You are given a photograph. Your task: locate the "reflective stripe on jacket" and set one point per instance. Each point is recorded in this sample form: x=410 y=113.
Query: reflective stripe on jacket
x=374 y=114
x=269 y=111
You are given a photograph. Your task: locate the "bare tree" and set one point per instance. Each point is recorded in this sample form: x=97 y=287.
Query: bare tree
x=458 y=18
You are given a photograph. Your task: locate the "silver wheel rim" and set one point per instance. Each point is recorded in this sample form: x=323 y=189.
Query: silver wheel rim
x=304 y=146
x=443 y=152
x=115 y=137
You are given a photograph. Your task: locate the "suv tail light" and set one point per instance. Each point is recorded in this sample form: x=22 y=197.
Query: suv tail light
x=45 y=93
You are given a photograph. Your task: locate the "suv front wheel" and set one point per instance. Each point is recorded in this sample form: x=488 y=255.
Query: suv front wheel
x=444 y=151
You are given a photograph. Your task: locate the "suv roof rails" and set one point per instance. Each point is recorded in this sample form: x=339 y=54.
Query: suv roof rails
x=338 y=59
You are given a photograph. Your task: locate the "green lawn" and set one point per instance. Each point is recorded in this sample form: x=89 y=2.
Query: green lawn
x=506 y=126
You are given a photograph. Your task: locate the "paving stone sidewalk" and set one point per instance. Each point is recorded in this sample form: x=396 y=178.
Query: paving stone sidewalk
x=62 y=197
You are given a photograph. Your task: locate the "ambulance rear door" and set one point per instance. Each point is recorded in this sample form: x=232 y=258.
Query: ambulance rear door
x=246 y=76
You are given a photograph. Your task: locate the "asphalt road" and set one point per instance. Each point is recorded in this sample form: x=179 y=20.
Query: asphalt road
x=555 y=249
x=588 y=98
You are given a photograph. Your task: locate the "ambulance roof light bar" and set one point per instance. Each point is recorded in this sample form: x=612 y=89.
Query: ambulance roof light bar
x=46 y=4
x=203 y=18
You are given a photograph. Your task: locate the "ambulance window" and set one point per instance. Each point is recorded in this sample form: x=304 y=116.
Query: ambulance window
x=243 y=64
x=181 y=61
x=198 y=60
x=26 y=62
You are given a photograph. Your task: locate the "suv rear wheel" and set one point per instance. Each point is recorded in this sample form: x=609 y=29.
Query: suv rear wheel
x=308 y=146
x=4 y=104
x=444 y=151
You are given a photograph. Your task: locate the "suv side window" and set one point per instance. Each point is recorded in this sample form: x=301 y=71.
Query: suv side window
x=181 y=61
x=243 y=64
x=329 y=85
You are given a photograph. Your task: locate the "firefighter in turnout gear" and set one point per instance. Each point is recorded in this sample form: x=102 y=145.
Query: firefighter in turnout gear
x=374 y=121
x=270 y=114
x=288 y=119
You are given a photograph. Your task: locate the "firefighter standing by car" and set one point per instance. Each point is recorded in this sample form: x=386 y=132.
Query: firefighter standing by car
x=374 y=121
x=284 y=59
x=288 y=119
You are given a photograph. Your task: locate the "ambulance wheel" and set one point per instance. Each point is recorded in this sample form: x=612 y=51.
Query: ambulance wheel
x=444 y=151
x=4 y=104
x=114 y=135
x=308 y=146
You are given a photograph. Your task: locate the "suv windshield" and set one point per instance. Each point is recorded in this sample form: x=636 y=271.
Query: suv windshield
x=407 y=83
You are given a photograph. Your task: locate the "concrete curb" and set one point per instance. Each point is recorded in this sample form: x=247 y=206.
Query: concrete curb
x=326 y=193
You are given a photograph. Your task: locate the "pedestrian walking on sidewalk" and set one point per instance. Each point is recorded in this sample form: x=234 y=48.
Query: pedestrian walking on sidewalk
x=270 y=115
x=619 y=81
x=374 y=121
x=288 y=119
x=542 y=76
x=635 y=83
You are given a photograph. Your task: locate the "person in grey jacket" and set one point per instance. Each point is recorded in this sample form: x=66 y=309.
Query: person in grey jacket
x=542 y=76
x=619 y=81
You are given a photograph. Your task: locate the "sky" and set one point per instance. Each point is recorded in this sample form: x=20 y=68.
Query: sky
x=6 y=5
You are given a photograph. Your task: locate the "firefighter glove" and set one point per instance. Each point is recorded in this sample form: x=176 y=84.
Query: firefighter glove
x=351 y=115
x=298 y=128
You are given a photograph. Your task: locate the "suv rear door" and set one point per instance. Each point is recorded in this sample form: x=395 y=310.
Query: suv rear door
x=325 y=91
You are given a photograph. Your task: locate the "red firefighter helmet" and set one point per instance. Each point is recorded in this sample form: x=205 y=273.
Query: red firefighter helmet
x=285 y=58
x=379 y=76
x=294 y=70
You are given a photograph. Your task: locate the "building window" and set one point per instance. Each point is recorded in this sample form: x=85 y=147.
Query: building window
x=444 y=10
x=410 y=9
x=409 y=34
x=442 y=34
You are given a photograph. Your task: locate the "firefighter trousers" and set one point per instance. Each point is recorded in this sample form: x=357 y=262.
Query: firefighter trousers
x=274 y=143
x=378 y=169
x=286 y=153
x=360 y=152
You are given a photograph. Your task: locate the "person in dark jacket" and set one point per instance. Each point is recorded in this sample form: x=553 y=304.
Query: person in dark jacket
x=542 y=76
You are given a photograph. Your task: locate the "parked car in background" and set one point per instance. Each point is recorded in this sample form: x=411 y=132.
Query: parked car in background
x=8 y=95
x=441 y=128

---------------

EXERCISE AIM: The line containing "form: x=176 y=84." begins the span, and the last line of the records above ends it. Return that span exactly, and nothing outside it.

FINAL ANSWER:
You are given a photograph. Your task: locate the "firefighter glove" and set one point per instance. Each point is recorded in this sample form: x=176 y=84.
Query: firefighter glove
x=351 y=115
x=298 y=128
You are given a photograph. Your task: locate the "suv rear door" and set one point per instance. Each point is recorded in this sample form: x=395 y=310.
Query: suv rear door
x=325 y=91
You are given a photograph. Your task: locate the "red firefighter helmet" and set one point per instance. Each point is recorded in this sample form: x=205 y=273.
Query: red firefighter helmet
x=285 y=58
x=379 y=76
x=294 y=70
You are given a photograph. Your task: locate the "building window" and set one point per instance. Each point is recorded in this sample form: x=85 y=147.
Query: building window
x=444 y=10
x=410 y=9
x=409 y=34
x=442 y=34
You are given a photograph. Your task: locate the "firefighter trousers" and set one point per instance. Each point is recorded in this sample form: x=357 y=262.
Query: firefighter trousers
x=274 y=143
x=378 y=169
x=286 y=153
x=360 y=152
You are given a photograph. Your task: locate the "person in dark jacket" and set one point per instance. Each point is recorded in this sample form: x=553 y=304.
Query: person in dark jacket
x=542 y=76
You are given a photograph. Your task: locate the "parked car in background" and set one point per instance. Each point is recorded in this sample form: x=411 y=132.
Query: parked car in background
x=8 y=95
x=441 y=128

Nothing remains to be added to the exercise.